> **SOURCE EXCERPT**:
From our vantage point here in Canada, the thought of living amidst this kind of carnage is as confusing as it is infuriating
BY KASH HEED
Former Solicitor General of B.C.
IN the immediate aftermath of two more gun-related tragedies in the U.S. — resulting in a total of 29 dead (including 19 children) and several injured — I turned to my archives to review an opinion piece I penned in 2012 just days after the horrific Sandy Hook Elementary School shooting. In that incident, the 20-year-old shooter left 26 dead, including 20 victims aged either six or seven years old.
At the time, as both a father of a young daughter and as an elected official, I lamented about stateside politicians who were unmotivated to appropriately respond due to “national polling … of less than 50 per cent of Americans supporting … limitations on their gun rights.”
It is now almost a decade later, and despite mass shootings that are now commonplace in the daily lives of Americans, public opinion hasn’t seemed to move on gun control. According to a Gallup poll from earlier this year, only 37 per cent of Americans are “dissatisfied” with gun laws and in favour of stricter measures.
I use the term “commonplace” because of the extreme outlier that the U.S. is when it comes to public shootings in which four or more people are killed. Between 1998 and 2019, there were an astonishing 101 of these kinds of events south of the 49th parallel. The country in second place over the same timeframe is France, with eight. In fact, the combined number of similar incidents in the next 17 countries on the list doesn’t even come close to adding up to half of the U.S. total.
Even polling that shows 89 per cent of Americans are in favour of universal background checks for gun purchases isn’t registering with the same emphatic support at the ballot box. Two 2016 proposals to expand background checks in Nevada and Maine (the former with an ethnically diverse population and the latter with an overwhelmingly Caucasian citizenry) barely passed by one per cent, and failed by 3.6 per cent, respectively. Both jurisdictions, which are considered political swing states, resulted in slim victories for Democratic presidential candidate Joe Biden in 2020.

> **PROBLEM DESCRIPTION**:
In the gun-control opinion piece, how many U.S. public shootings that killed four or more people took place between 1998 and 2019?

> **EXTRACTED DATA**:
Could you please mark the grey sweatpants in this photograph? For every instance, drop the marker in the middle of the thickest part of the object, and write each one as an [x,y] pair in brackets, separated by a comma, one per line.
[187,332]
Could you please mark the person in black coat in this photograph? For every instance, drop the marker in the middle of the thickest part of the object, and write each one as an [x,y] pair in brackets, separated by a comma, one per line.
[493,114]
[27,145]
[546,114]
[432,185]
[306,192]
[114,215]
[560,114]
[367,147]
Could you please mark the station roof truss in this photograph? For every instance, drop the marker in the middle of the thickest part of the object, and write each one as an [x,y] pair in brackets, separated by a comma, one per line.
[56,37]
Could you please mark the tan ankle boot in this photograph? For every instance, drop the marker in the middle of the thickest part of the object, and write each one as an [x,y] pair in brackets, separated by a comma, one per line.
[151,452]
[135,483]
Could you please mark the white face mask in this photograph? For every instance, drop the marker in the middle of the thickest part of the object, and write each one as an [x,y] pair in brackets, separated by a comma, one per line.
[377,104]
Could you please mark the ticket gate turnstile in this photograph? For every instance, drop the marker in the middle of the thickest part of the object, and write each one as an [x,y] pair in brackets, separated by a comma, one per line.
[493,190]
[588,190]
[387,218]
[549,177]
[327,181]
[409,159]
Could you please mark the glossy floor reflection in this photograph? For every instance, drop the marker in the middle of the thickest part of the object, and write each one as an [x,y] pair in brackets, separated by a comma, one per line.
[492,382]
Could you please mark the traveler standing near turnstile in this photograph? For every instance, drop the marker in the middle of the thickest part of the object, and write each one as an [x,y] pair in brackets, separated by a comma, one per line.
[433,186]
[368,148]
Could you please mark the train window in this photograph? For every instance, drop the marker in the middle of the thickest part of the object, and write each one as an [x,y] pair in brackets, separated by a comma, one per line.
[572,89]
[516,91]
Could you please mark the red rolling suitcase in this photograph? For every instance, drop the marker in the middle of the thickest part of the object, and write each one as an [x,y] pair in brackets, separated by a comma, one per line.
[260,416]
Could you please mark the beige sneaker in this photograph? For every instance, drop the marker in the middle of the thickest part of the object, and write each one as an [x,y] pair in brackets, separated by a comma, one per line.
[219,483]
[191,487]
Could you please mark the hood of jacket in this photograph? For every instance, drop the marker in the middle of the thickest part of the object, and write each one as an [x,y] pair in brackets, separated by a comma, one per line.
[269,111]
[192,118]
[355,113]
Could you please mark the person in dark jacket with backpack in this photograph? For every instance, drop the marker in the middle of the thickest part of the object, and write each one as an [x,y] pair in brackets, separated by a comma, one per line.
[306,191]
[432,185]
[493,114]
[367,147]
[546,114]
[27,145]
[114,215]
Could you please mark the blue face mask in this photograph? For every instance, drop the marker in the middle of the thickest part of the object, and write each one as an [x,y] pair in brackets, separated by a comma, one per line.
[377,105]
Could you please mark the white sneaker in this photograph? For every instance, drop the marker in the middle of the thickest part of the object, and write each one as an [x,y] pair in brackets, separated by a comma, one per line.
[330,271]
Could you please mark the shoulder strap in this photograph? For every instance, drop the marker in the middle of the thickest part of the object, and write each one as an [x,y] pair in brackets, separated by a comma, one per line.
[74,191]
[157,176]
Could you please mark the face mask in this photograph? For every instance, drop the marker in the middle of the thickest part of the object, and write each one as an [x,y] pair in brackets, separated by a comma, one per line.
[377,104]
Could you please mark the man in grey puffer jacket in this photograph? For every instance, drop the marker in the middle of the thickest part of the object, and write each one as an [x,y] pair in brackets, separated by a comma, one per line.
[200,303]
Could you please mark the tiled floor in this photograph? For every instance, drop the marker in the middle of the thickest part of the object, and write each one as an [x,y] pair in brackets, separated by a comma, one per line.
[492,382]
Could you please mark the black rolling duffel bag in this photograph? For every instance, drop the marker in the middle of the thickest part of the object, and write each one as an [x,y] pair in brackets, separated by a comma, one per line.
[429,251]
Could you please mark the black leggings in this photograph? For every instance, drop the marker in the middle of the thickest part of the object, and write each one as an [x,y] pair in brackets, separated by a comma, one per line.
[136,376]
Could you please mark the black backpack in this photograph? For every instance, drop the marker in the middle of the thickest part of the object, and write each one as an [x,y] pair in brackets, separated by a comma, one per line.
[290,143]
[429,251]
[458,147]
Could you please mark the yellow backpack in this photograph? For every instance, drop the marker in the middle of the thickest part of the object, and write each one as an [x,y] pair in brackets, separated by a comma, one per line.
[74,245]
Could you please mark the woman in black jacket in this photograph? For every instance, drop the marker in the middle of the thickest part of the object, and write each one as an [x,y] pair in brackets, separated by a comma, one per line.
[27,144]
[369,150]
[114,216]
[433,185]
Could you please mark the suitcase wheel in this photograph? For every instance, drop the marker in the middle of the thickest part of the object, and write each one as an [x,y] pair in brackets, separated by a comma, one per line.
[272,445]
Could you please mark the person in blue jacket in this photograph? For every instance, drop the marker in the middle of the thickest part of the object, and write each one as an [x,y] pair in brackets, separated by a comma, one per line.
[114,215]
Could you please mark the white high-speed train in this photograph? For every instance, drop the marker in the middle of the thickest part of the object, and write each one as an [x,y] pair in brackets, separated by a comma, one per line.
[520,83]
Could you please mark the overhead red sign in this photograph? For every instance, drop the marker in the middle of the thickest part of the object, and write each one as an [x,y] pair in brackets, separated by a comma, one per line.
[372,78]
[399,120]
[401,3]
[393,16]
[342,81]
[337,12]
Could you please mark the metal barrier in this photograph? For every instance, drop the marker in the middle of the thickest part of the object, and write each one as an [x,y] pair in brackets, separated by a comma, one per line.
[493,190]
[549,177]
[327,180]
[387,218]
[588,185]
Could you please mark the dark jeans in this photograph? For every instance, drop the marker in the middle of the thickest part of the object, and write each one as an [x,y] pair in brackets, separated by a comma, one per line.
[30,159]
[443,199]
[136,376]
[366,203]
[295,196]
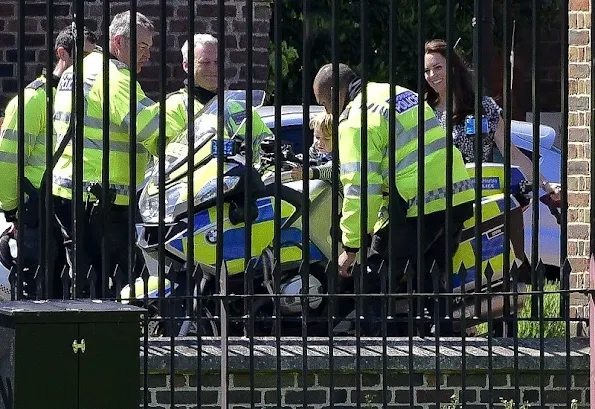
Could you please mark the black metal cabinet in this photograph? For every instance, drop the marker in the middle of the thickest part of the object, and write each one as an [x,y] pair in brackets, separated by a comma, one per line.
[69,354]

> **RESULT OF THE EXERCISE**:
101